Technologies and Authentic Activities


Authentic learning tasks are real-world activities -- tasks or problems that a student would encounter in life. For example, an instructor gives college students the task to produce a documentary film. Since technology has advanced, this kind of project provides learning tasks that result in a real product. The task requires a student to solve a series of problems that lead to a final meaningful product (Reeves, Herrington, & Oliver, 2002). Teachers need to develop learning activities that are grounded in reality. I don't think we can ask students to memorize long lists of dates that have no meaning outside the need to pass an exam. True-false questions or multiple choice answers are teacher driven. That is the traditional assessment. Authentic learning and assessment, as in life, requires that a student demonstrate proficiency (Mueller, 2012).

Ten characteristics of authentic learning tasks were identified by Reeves, et al. (2002) to help instructors design authentic tasks. They included:

1.  Real-world relevance for all tasks -- Activities match real-world tasks of professionals.
2.  Ill-defined -- Requiring students to define the tasks and sub-tasks needed to complete the activity.
3.  Complex, sustained tasks to be completed in days, weeks, and months rather than minutes or hours.
4.  Multiple perspectives where students examine the task from different perspectives.
5.  Collaboration is integral and required for task completion.
6.  Value laden -- Provides opportunities to reflect and involve students’ beliefs and values.
7.  Interdisciplinary perspectives enable learners to play diverse roles and build expertise.
8.  Assessment is integrated with learning that reflects how quality is judged in the real world.
9.  Activities create polished products valuable in their own right rather than as preparation for something else.
10.  Multiple possible outcomes -- Activities allow a range and diversity of outcomes open to multiple solutions of an original nature, rather than a single correct response obtained by the application of predefined rules and procedures. (Reeves, et al., 2002)

However, the list of nine elements to design authentic learning tasks adds the importance of guided learning (Herrington, Reeves, & Oliver, 2010):

1.  Provide authentic contexts that reflect the way the knowledge will be used in real life.

━━━━━━

__Required task 1__
In the passage on authentic learning tasks, what task does an instructor give college students as an example?
__Required task 2__
Decide whether each statement agrees with the passage on authentic learning tasks. Answer yes or no for each, quoting the words that settle it.
(a) True-false and multiple choice questions are called traditional assessment.
(b) Complex tasks are meant to be finished in minutes or hours.
(c) Collaboration is optional for completing the task.
__Required task 3__
Pick up the passage on authentic learning tasks after its final line and write the next part.

__Data__

━━━━━━

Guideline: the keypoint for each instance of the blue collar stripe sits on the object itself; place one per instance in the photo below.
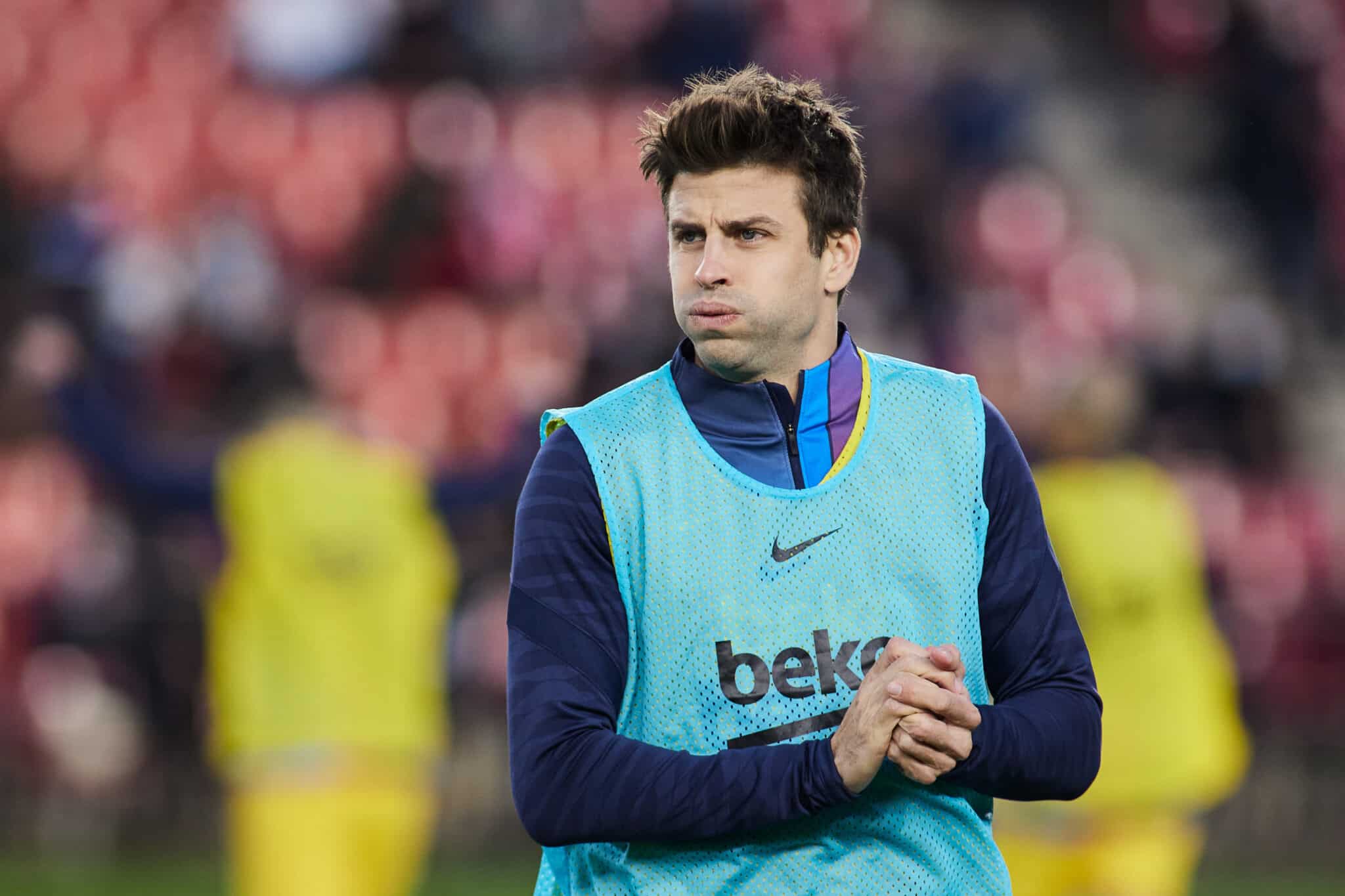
(813, 437)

━━━━━━

__Response 1__
To produce a documentary film.

__Response 2__
(a) Yes: "True-false questions or multiple choice answers are teacher driven. That is the traditional assessment."
(b) No: "Complex, sustained tasks to be completed in days, weeks, and months rather than minutes or hours."
(c) No: "Collaboration is integral and required for task completion."

__Response 3__
2.  Provide authentic tasks and activities.
3.  Provide access to expert performances and the modeling of processes.
4.  Provide multiple roles and perspectives.
5.  Support collaborative construction of knowledge.
6.  Promote reflection to enable abstractions to be formed.
7.  Promote articulation to enable tacit knowledge to be made explicit.
8.  Provide coaching and scaffolding by the teacher at critical times.
9.  Provide for authentic assessment of learning. (Herrington, et al., 2010)

Guided learning is a necessary component of authentic learning, where technology and skill of one person (be that the instructor or other specialist) provides an atmosphere of collaborative learning. Without the guidance, students can become discouraged as they attempt to complete difficult tasks that require previous experience (Mascolo, 2009). In my example of the authentic task to complete a documentary film, students will excel if they have access to experts who can model the process rather than be left to "hunt" for answers on discussion boards or a Youtube instructional. Instructors must consider cognitive load theory when leaving students to make their own discoveries or how to use a technology such as Final Cut Pro. While students do not like to be bothered with "busy work" or seemingly useless tasks, they still have a need for guidance in successfully completing an authentic task (Herrington, 2010).

Technology provides many applications that can be integrated in authentic learning tasks. In fact, students have laptops, smart phones, and tablets or ipads to access the Internet. The problem for teachers in creating authentic learning tasks today is in their need to understand what sources are available and how to use them. Technology provides opportunities for creative designers to assist educators in developing authentic activities that can be supported by professionals.

Technology That Supports Authentic Learning Activities

#1 Project provides real world relevance. 

Example -- Film making provides students with the task of developing a documentary film that can be uploaded to Youtube, Vimeo, or burned onto a DVD. Two technology options can be used for either the Mac or PC. However, this is where guided instruction will be necessary to use the features effectively for either of these applications.

#2  Students define tasks,  #3 complete complex sustained tasks,  and  #4 look at different perspectives.

Students can use technologies to outline their tasks and look at different perspectives for completing them. However, guidance may be needed to answer questions and even provide a list of tasks. Collaboration should feed into this process. Defining the tasks will not be possible without some expert input.

Scrivener is a content generation tool for writers. It is useful to develop a script, novel or make a storyboard. Other storyboard software can be found here.

#5 Students use collaboration tools to communicate.

Collaborating is where students work together to either solve problems using the film editing software or getting ideas. There are several options: 

Voice and video conferencing:

#6 Students reflect and  #7 Take on diverse roles through collaboration.

Students reflect as they review the footage and editing, collaborating through the process. Various technology applications exist for this type of reflection and sharing. Evernote is helpful for sharing across the board, with sync-ing of information on phones, laptops and the cloud.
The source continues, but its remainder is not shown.